===== Record extracts

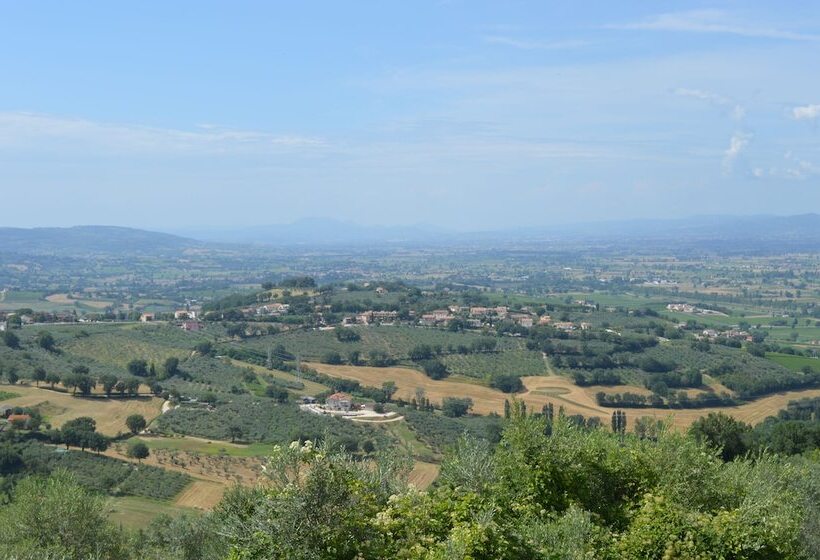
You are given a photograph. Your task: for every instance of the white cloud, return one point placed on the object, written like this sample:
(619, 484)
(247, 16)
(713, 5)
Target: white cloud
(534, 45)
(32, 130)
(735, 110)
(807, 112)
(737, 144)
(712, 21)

==========
===== Record extracts

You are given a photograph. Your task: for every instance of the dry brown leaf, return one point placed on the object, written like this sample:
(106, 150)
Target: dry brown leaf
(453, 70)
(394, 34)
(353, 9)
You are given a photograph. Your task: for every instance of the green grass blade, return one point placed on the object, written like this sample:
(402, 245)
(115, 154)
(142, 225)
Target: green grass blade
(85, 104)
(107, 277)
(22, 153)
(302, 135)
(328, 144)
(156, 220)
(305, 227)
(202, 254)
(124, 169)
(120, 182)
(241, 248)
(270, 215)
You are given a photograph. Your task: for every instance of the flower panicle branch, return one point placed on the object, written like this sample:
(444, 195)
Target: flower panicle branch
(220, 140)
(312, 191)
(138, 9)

==========

#### Problem description
Find every line in the entries above that contains the word "task" and copy each such line in full, treating uppercase and lowercase letters as different.

#### Expected output
You are given a photograph. Your task: for every instance of the white cloud, return one point placed on the object, written like this sample:
You are given a photograph. Your task: for every instance of the dry brown leaf, return one point placed on the object, written like this sample:
You are given a photograph. Your task: for every instance of the green grass blade, return one point placed on the object, written like this sample:
You are given a photograph. Your task: for every instance of the flower panicle branch, return one point placed on the object, written like this sample:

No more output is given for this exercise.